*** Dataset records

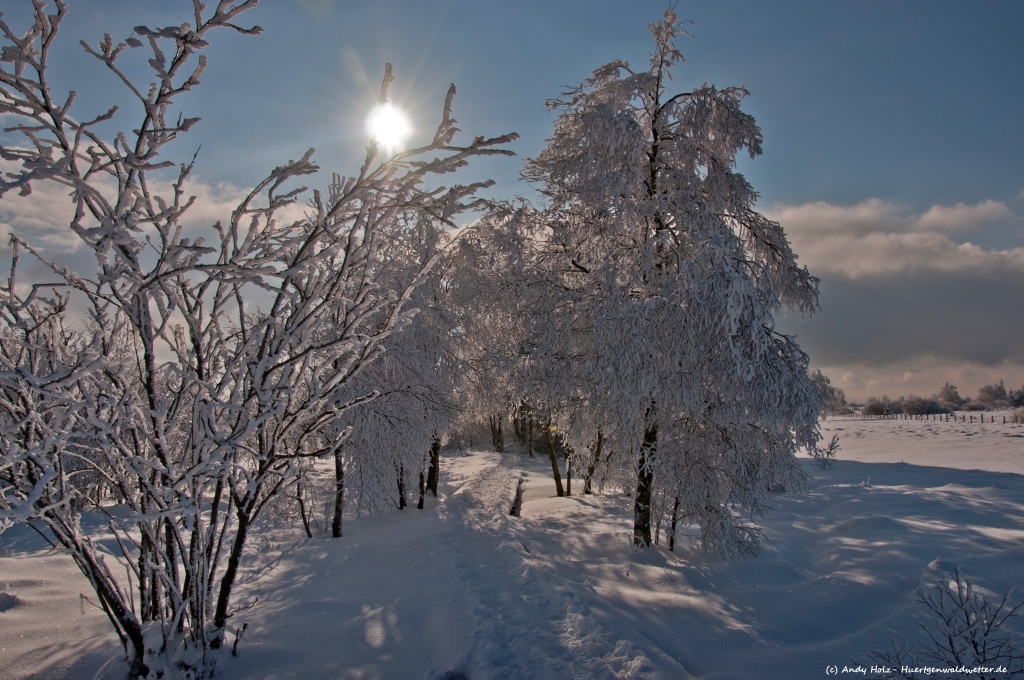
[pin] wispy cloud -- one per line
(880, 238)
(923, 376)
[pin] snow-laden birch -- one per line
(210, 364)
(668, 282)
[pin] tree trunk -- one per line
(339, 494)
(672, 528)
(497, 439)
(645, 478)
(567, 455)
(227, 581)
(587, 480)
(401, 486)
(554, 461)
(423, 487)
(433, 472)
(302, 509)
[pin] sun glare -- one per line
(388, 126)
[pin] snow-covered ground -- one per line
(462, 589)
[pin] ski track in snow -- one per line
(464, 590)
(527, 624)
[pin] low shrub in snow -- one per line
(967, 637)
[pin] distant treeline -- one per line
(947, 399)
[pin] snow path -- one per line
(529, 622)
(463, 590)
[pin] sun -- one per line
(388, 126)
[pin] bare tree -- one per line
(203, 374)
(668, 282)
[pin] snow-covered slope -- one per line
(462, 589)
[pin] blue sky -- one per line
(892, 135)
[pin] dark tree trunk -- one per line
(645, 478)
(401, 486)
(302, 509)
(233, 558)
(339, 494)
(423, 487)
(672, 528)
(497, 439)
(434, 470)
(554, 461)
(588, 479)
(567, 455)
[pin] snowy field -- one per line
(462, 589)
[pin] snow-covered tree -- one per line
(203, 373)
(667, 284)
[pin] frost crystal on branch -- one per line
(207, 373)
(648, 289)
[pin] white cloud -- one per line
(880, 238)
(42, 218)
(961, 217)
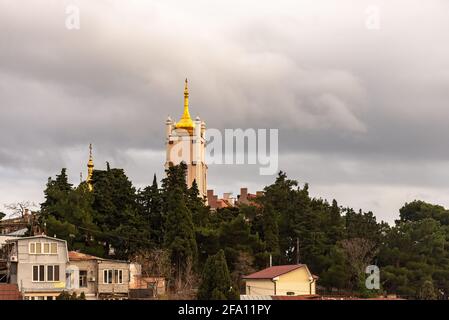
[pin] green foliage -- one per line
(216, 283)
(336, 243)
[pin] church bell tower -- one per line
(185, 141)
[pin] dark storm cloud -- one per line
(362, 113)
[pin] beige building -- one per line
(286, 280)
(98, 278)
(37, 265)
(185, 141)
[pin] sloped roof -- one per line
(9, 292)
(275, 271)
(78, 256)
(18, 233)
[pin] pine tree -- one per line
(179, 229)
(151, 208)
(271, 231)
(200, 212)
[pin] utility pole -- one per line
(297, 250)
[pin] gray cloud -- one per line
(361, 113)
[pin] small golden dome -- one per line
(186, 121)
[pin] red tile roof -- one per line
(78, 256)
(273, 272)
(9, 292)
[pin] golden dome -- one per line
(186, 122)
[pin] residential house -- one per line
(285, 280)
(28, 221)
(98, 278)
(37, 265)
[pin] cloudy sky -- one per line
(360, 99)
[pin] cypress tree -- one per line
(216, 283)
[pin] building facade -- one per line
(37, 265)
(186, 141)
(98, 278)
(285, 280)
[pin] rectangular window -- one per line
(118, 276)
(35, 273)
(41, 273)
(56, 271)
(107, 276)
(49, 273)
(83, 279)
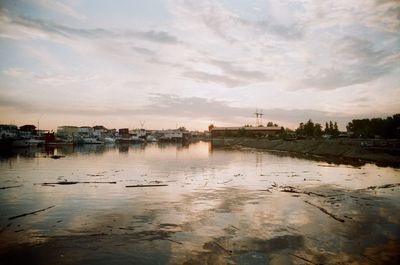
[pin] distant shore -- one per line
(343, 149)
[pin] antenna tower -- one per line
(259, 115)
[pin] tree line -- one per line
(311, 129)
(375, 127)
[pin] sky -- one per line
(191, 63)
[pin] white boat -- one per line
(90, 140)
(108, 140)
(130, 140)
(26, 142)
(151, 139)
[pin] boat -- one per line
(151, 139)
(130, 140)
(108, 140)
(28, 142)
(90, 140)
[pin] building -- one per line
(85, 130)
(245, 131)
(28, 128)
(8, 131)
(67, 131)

******
*** Dataset records

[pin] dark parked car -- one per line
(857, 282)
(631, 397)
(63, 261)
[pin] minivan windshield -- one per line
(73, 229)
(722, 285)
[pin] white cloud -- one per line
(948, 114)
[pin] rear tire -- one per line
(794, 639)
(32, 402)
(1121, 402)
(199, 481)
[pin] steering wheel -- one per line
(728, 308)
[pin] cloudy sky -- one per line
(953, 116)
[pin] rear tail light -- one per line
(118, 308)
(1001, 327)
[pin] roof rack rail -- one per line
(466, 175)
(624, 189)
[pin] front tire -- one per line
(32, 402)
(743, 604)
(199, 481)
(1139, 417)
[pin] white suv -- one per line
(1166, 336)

******
*** Dataset records

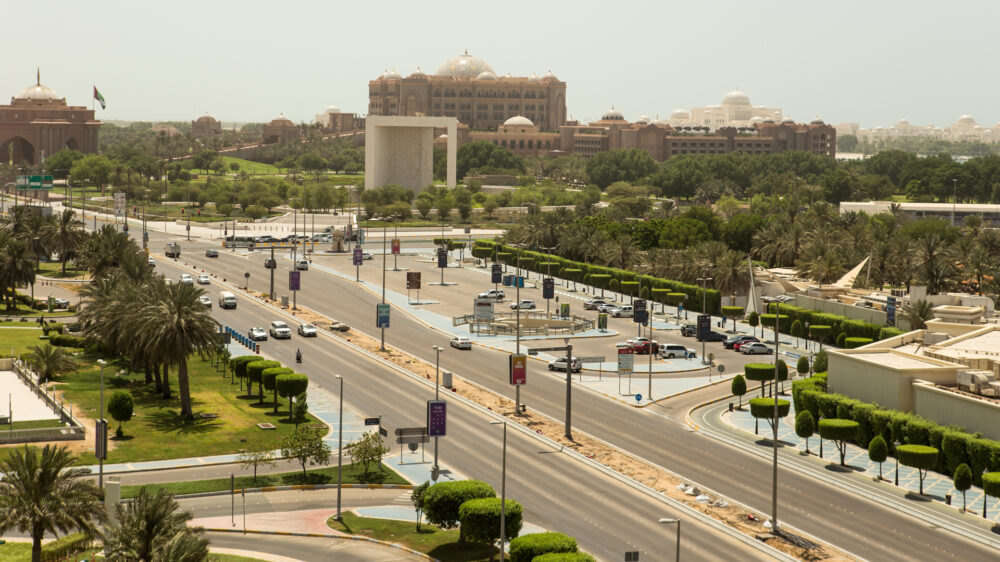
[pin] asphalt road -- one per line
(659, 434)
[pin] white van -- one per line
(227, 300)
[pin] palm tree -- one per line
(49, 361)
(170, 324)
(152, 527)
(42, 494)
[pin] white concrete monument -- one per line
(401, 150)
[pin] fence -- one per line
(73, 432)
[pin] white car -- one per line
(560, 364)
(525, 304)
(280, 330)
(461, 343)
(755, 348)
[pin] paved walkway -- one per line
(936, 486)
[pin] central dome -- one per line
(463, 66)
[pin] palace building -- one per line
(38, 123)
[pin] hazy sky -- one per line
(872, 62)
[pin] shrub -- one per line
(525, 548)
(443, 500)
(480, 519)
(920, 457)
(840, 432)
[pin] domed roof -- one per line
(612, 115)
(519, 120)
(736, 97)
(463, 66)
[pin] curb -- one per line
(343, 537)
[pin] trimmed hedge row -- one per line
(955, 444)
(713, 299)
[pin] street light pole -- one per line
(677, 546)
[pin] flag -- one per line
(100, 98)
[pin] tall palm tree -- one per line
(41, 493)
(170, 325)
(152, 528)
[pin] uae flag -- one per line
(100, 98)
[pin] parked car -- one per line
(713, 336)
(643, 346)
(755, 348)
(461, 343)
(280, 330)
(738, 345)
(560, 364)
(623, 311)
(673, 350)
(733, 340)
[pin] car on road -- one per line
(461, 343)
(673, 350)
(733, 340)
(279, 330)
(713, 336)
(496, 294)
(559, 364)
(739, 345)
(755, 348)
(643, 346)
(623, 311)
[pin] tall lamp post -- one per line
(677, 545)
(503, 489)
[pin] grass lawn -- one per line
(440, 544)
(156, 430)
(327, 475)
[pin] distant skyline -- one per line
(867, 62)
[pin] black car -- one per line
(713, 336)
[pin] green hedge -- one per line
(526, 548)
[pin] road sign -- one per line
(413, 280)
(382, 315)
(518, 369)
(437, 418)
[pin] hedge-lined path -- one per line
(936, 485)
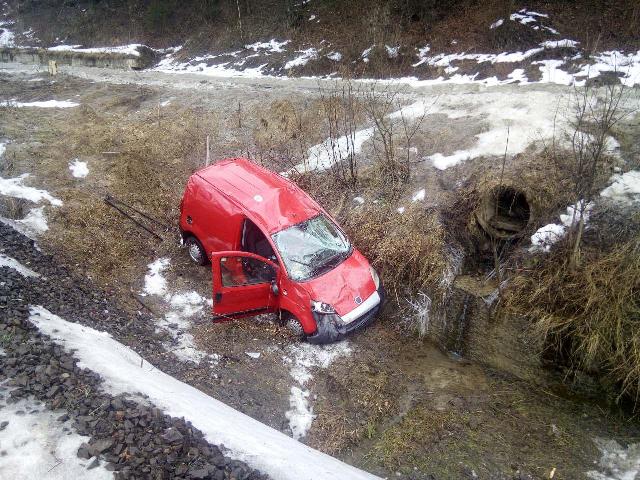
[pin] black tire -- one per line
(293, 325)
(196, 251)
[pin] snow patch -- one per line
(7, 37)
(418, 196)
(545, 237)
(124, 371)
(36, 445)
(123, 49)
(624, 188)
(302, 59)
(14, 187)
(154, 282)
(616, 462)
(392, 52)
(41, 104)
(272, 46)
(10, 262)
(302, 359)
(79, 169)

******

▶ _Problem description_: Count the lines in the rows above that contain the word "palm". Reply with only the number.

▶ _Response for this exercise_: 2